_Passage given:_
>>
I have ensured by explicitly checking the inputs i.e. observations are always non nan values before they are returned.

Edit1:
After experimenting for a while -
it seems that the random fall initialization does not play well with isaac gym as some joints may be initialized to a completely invalid state and is very finicky and fails and crashes after a random number of iterations.
Specifically this var self._rigid_body_pos has one of the rows as NaN's.

Thanks again for all the help!

@tesslerc
Copy link
Collaborator

tesslerc commented Aug 7, 2024

Are the tensors generated in

def _generate_fall_states(self):
ok?
Are self._fall_root_states and self._fall_dof_pos without any NANs?

@VineetTambe
Copy link
Author

VineetTambe commented Aug 7, 2024

I managed to figure out the issue!
It was caused due incorrect stiffness and damping params - the CALM codebase expects them to be in the .xml itself, my xml did not specify those - adding them to the code seemed to have solved the issue with NaN's.

@VineetTambe
Copy link
Author

VineetTambe commented Aug 7, 2024

A follow up question on this -

  1. Is there any signal (training curves / reward curves) that I should look for in order to get some signs of life on training? It is a bit too inefficient to wait for 13-14 hours to see if the training is succeeding?
  2. I was monitoring the mean episode length / itr curve but given that I am using only a single .npy file from the cmu opensource dataset, how long should I expect my episode length to be? The .npy file is a retargetted speed walk from the 07_01.fbx which is about 1.5 ish seconds in length?

Currently the mean episode length I get is around 15-20 by itter 5k.
I get a similar range if I run the default command:

python calm/run.py --task HumanoidAMP --cfg_env calm/data/cfg/humanoid_calm_sword_shield.yaml --cfg_train calm/data/cfg/train/rlg/amp_humanoid.yaml --motion_file calm/data/motions/amp_humanoid_walk.npy --headless  --track

The command I am testing on is:

python calm/run.py --task HumanoidAMPGetup --cfg_env calm/data/cfg/humanoid_calm_sword_shield.yaml --cfg_train calm/data/cfg/train/rlg/calm_custom_humanoid.yaml --motion_file calm/data/motions/custom_humanoid_walk.npy --headless  --track

However when I run the default llc training for sword shield humanoid:

python calm/run.py --task HumanoidAMPGetup --cfg_env calm/data/cfg/humanoid_calm_sword_shield_getup.yaml --cfg_train calm/data/cfg/train/rlg/calm_humanoid.yaml --motion_file calm/data/motions/reallusion_sword_shield/dataset_reallusion_sword_shield.yaml --headless  --track

I get about 200 ep mean length after 2k itters

@tesslerc
Copy link
Collaborator

tesslerc commented Aug 8, 2024

Episodes should be up to 300 frames and terminate early the agent falls down.
<<
_Required work:_
• 1. In the thread on NaN errors, list every value given after --motion_file in the commands.
• 2. Translate this sentence from the thread on NaN errors into German: "Specifically this var self._rigid_body_pos has one of the rows as NaN's."
• 3. Reproduce the wording of the thread on NaN errors from "I have ensured" up to and including "number of iterations.", unchanged.

_Source material:_
>>
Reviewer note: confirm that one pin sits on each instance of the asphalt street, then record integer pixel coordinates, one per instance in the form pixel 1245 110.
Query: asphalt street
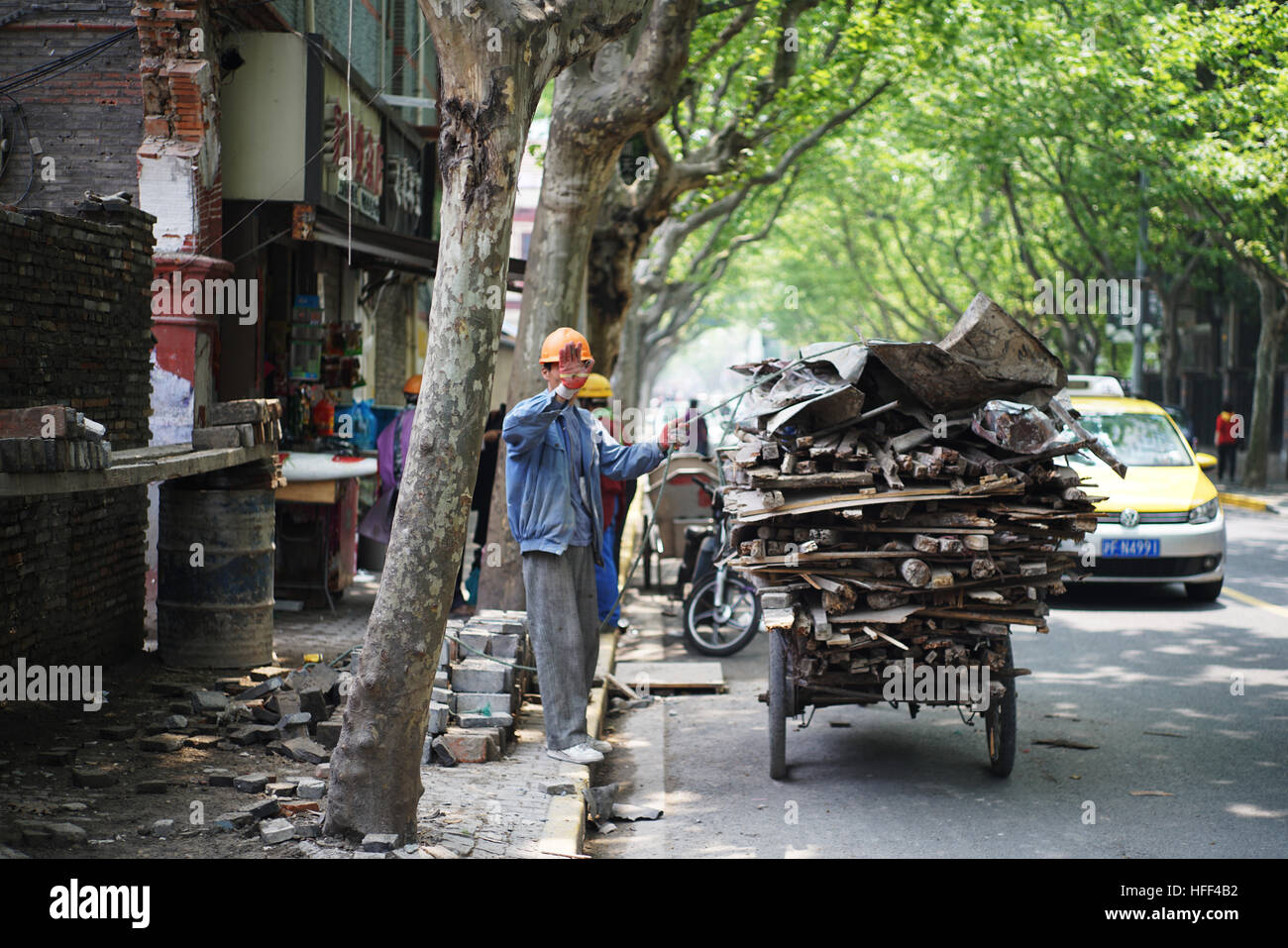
pixel 1181 767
<<
_Responses:_
• 1.
- calm/data/motions/amp_humanoid_walk.npy
- calm/data/motions/custom_humanoid_walk.npy
- calm/data/motions/reallusion_sword_shield/dataset_reallusion_sword_shield.yaml

• 2. Konkret enthält diese Variable self._rigid_body_pos in einer der Zeilen NaN-Werte.

• 3.
I have ensured by explicitly checking the inputs i.e. observations are always non nan values before they are returned.

Edit1:
After experimenting for a while -
it seems that the random fall initialization does not play well with isaac gym as some joints may be initialized to a completely invalid state and is very finicky and fails and crashes after a random number of iterations.